------ SOURCE MATERIAL

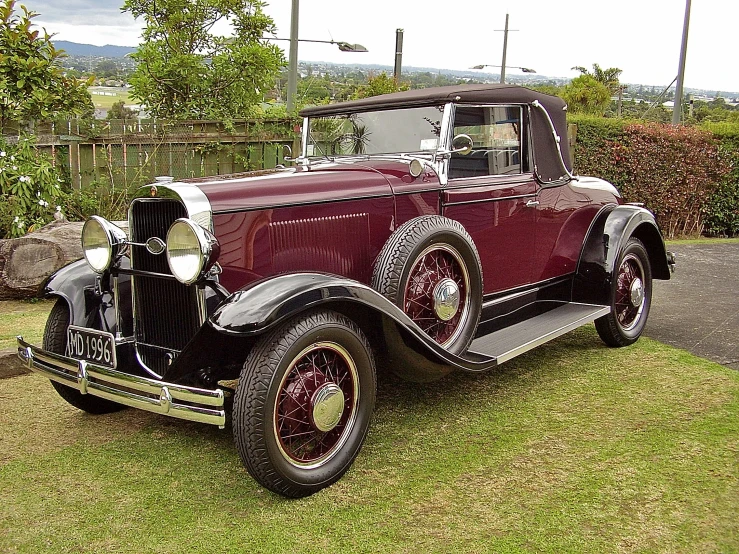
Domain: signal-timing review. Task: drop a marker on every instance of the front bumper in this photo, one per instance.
(190, 403)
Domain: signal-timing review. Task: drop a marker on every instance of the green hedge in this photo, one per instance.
(688, 176)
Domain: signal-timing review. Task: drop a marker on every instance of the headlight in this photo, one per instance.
(102, 243)
(191, 250)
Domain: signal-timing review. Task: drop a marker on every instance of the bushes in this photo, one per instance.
(30, 187)
(688, 176)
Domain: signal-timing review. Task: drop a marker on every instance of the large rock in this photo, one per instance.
(27, 261)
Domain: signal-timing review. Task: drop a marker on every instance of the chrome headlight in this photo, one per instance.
(191, 250)
(102, 243)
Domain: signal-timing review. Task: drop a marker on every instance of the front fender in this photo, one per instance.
(264, 305)
(611, 228)
(87, 294)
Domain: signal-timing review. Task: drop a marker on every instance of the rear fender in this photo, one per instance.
(612, 227)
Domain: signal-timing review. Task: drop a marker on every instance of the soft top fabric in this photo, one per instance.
(546, 157)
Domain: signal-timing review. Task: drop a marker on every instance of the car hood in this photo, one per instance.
(318, 182)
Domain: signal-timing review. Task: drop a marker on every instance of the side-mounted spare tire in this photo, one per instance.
(430, 269)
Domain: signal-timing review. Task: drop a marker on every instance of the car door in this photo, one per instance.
(492, 192)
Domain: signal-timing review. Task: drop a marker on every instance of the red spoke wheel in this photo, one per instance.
(317, 404)
(631, 295)
(303, 404)
(430, 268)
(437, 293)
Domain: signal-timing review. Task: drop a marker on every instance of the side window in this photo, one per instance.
(496, 139)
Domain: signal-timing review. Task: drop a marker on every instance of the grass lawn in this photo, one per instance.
(571, 448)
(22, 318)
(107, 101)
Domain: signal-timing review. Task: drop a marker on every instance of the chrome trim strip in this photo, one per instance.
(509, 297)
(595, 314)
(195, 201)
(203, 405)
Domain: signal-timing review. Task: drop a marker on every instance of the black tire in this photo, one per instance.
(55, 340)
(278, 437)
(626, 321)
(402, 258)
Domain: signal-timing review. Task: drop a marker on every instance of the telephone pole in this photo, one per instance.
(678, 106)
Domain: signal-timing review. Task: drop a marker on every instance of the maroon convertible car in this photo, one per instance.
(420, 232)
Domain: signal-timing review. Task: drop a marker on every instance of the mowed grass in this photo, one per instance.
(574, 447)
(115, 94)
(22, 318)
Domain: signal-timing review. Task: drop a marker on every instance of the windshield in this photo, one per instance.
(379, 132)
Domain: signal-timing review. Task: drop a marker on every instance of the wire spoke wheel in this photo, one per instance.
(437, 293)
(629, 298)
(631, 295)
(316, 406)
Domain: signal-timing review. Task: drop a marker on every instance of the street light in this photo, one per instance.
(292, 72)
(484, 65)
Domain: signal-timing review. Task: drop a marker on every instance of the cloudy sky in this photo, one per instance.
(642, 37)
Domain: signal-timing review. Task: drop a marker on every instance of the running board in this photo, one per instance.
(519, 338)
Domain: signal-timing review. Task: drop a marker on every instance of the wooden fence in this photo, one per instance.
(129, 152)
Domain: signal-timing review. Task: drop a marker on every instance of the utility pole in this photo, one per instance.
(678, 105)
(505, 51)
(398, 55)
(292, 71)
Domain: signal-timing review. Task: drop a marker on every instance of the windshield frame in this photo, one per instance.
(442, 139)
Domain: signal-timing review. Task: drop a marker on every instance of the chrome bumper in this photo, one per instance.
(201, 405)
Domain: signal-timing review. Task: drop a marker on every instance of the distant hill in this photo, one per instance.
(107, 51)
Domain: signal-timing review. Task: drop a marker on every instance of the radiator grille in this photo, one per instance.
(166, 311)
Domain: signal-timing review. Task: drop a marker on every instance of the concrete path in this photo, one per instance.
(698, 309)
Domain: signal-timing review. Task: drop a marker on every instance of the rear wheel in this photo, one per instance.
(304, 402)
(55, 340)
(631, 297)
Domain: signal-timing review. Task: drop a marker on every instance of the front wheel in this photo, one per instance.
(631, 297)
(304, 402)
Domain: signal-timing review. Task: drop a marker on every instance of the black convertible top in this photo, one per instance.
(546, 155)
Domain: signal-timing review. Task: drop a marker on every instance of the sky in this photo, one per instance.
(642, 37)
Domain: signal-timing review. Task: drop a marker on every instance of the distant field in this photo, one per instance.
(105, 97)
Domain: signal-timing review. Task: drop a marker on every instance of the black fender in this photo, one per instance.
(263, 305)
(608, 233)
(89, 297)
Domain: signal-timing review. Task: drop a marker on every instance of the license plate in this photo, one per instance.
(90, 345)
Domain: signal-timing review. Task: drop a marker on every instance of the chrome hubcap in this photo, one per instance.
(327, 407)
(637, 293)
(446, 299)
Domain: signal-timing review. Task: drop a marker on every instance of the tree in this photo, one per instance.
(186, 72)
(33, 85)
(608, 77)
(119, 111)
(587, 95)
(379, 84)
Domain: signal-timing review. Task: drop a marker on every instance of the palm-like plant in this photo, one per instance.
(609, 77)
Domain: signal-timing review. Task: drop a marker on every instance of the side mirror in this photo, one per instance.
(461, 144)
(287, 153)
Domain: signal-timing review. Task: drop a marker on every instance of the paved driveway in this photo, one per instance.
(698, 309)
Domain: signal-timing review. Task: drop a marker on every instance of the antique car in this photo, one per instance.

------------

» YOUR OBJECTIVE
Drop the pictures and reproduce the rest of the data above exactly.

» RESPONSE TO THE TASK
Domain: signal-timing review. Task: drop a marker on every instance of the front bumper in this photo, one per instance.
(190, 403)
Domain: signal-timing review. Task: drop a marker on every instance of the green hedge in this photo, one per instance.
(688, 176)
Domain: signal-timing review. Task: drop a marker on every instance of the headlight in this photo, one per instance.
(102, 243)
(191, 250)
Domain: signal-timing review. Task: drop a marker on every instance of the bushes in this photo, one per instance.
(30, 187)
(688, 176)
Domain: signal-timing review. Task: drop a marker on every instance of the large rock in this photo, one per instance.
(27, 261)
Domain: signal-timing review. Task: drop a marker on every instance of the chrome headlight in this photo, one per instance.
(191, 250)
(102, 243)
Domain: signal-timing review. Task: drop a marker on every instance of the front fender in this photo, one per instance.
(264, 305)
(611, 228)
(87, 294)
Domain: signal-timing review. Task: drop a marker on every instance of the rear fender in this photo, one per instance.
(612, 227)
Domain: signal-timing review. Task: drop a marker on every instance of the soft top fabric in this photo, one per instance.
(546, 157)
Domain: signal-timing review. Task: drop a marker on every instance of the car hood in this photo, one per instance.
(318, 182)
Domain: signal-timing review. Task: drop a marker on every instance of the side-mounted spare tire in this photo, one per instance.
(430, 269)
Domain: signal-timing review. Task: drop a marker on every instance of the car door in this photo, one per instance.
(492, 192)
Domain: signal-timing review. Task: drop a marker on every instance of the red spoke wheel in this photo, one per instance.
(317, 404)
(631, 295)
(303, 404)
(430, 268)
(437, 293)
Domain: signal-timing review. Task: drop a marker on every instance of the side window in this photo, one per instance.
(496, 139)
Domain: signal-timing review. Task: drop a marker on every instance of the grass lawn in this photo, one per instance.
(571, 448)
(22, 318)
(107, 101)
Domain: signal-timing review. Task: drop a marker on every instance of the chrome trim strip in this photo, one per instance.
(509, 297)
(595, 314)
(195, 201)
(203, 405)
Domain: signal-timing review. Task: drop a marker on every instance of the black tire in this photo, one per instance.
(55, 340)
(278, 437)
(626, 321)
(402, 258)
Domain: signal-timing review. Task: drop a marker on every instance of the telephone pole in this photo, one per instance.
(678, 106)
Domain: signal-timing review. Task: drop a marker on every instance of the maroon convertible car in this photo, one per instance.
(420, 232)
Domain: signal-timing review. Task: drop a marker on every instance of the mowed grass in this photo, one per instance.
(574, 447)
(115, 94)
(22, 318)
Domain: signal-timing review. Task: drop a marker on every instance of the windshield in this photo, one per instance.
(379, 132)
Domain: signal-timing review. Task: drop a marker on every instance of the wire spoke wheel in this photo, one per instance.
(437, 293)
(629, 298)
(631, 295)
(316, 406)
Domain: signal-timing review. Task: drop a marker on every instance of the street light in this photo, one per instance.
(292, 72)
(484, 65)
Domain: signal-timing review. Task: drop a marker on every instance of the cloudy sky in this photo, one per instance.
(642, 37)
Domain: signal-timing review. Task: drop a marker on every instance of the running board in this photo, one per instance.
(519, 338)
Domain: signal-timing review. Task: drop a marker on every instance of the wooden fence in this photo, one per instance.
(129, 152)
Domain: signal-timing review. Task: drop a marker on every instance of the utility pole in this photo, one per instance.
(678, 105)
(505, 51)
(398, 55)
(292, 71)
Domain: signal-timing review. Task: drop a marker on every instance of the windshield frame in this photo, one per instance.
(442, 139)
Domain: signal-timing review. Task: drop a marker on every instance of the chrome bumper in this photo, one per instance.
(201, 405)
Domain: signal-timing review. Task: drop a marker on every instance of the distant hill in this photo, one per instance.
(107, 51)
Domain: signal-timing review. Task: drop a marker on every instance of the radiator grille in this photo, one per instance.
(166, 311)
Domain: signal-timing review. Task: drop a marker on every instance of the concrete path in this photo, one per instance.
(698, 309)
Domain: signal-timing review. Task: drop a marker on every instance of the rear wheel in this photo, one per instance.
(304, 402)
(55, 340)
(631, 297)
Domain: signal-timing review. Task: drop a marker on every instance of the front wheel in this photo, one per instance.
(631, 297)
(304, 402)
Domain: signal-timing review. Task: drop a marker on every instance of the black convertible top in this photo, one per instance.
(546, 155)
Domain: signal-timing review. Task: drop a marker on every instance of the sky in this photo, one per instance.
(642, 37)
Domain: signal-timing review. Task: drop a marker on every instance of the distant field in this photo, one per instance.
(105, 97)
Domain: signal-timing review. Task: drop a marker on every instance of the black fender in this photo, one per instance.
(263, 305)
(608, 233)
(89, 297)
Domain: signal-timing review. Task: drop a marker on every instance of the license plate in this photo, one per instance.
(90, 345)
Domain: signal-timing review. Task: drop a marker on every instance of the chrome hubcap in this photo, one per instance.
(327, 407)
(637, 293)
(446, 299)
Domain: signal-timing review. Task: drop a marker on every instance of the tree in this photo, one per instance.
(186, 72)
(33, 85)
(608, 77)
(119, 111)
(587, 95)
(379, 84)
Domain: signal-timing review. Task: drop a marker on every instance of the palm-like plant in this photo, one per instance.
(609, 77)
Domain: signal-timing review. Task: drop a marker on every instance of the side mirror in this photo, one per instance.
(461, 144)
(287, 153)
Domain: signal-timing review. Task: drop a marker on every instance of the paved driveway in this photo, one per instance.
(698, 309)
Domain: signal-timing review. Task: drop a marker on every instance of the antique car in this photo, one per instance.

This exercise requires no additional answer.